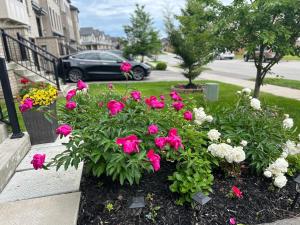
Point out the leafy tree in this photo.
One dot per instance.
(258, 25)
(193, 41)
(141, 38)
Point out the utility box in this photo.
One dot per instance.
(211, 92)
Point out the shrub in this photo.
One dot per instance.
(161, 66)
(123, 137)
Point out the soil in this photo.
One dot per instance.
(259, 204)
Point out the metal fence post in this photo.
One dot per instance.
(5, 45)
(22, 48)
(56, 73)
(9, 101)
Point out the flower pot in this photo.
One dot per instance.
(39, 128)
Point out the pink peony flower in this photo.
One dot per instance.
(71, 105)
(154, 103)
(130, 144)
(110, 86)
(153, 129)
(178, 105)
(237, 192)
(71, 94)
(27, 105)
(175, 96)
(115, 107)
(160, 142)
(38, 161)
(81, 85)
(174, 140)
(188, 115)
(100, 104)
(232, 221)
(136, 95)
(154, 159)
(64, 130)
(126, 67)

■ **Given request**
Beginning at the line that contains "Point out the utility box in this photo." and stopping after the final line of the data, render each line as a Markdown table with the columns Index and Text, where Index holds a sequential line number. Omit any blank lines.

■ **Output for this exercise**
| Index | Text |
|---|---|
| 1 | Point out the utility box in this photo. |
| 2 | One dot per instance. |
| 3 | (211, 92) |
| 4 | Point out the shrub in this photo. |
| 5 | One dot per instance. |
| 6 | (161, 66) |
| 7 | (123, 137) |
| 8 | Point out the soil in this photo. |
| 9 | One dot per instance. |
| 10 | (259, 204) |
| 11 | Point out the metal fence post in this photo. |
| 12 | One dot per instance. |
| 13 | (5, 45) |
| 14 | (22, 48) |
| 15 | (56, 73) |
| 16 | (9, 101) |
| 17 | Point out the flower pot in this photo. |
| 18 | One dot per instance. |
| 19 | (39, 128) |
| 20 | Point out the pink peony flower in this photo. |
| 21 | One dot per instance. |
| 22 | (71, 105) |
| 23 | (154, 103) |
| 24 | (130, 144) |
| 25 | (110, 86) |
| 26 | (153, 129) |
| 27 | (178, 105) |
| 28 | (237, 192) |
| 29 | (71, 94) |
| 30 | (27, 105) |
| 31 | (175, 96) |
| 32 | (115, 107) |
| 33 | (160, 142) |
| 34 | (38, 161) |
| 35 | (81, 85) |
| 36 | (174, 140) |
| 37 | (188, 115) |
| 38 | (100, 104) |
| 39 | (232, 221) |
| 40 | (136, 95) |
| 41 | (154, 159) |
| 42 | (64, 130) |
| 43 | (126, 67) |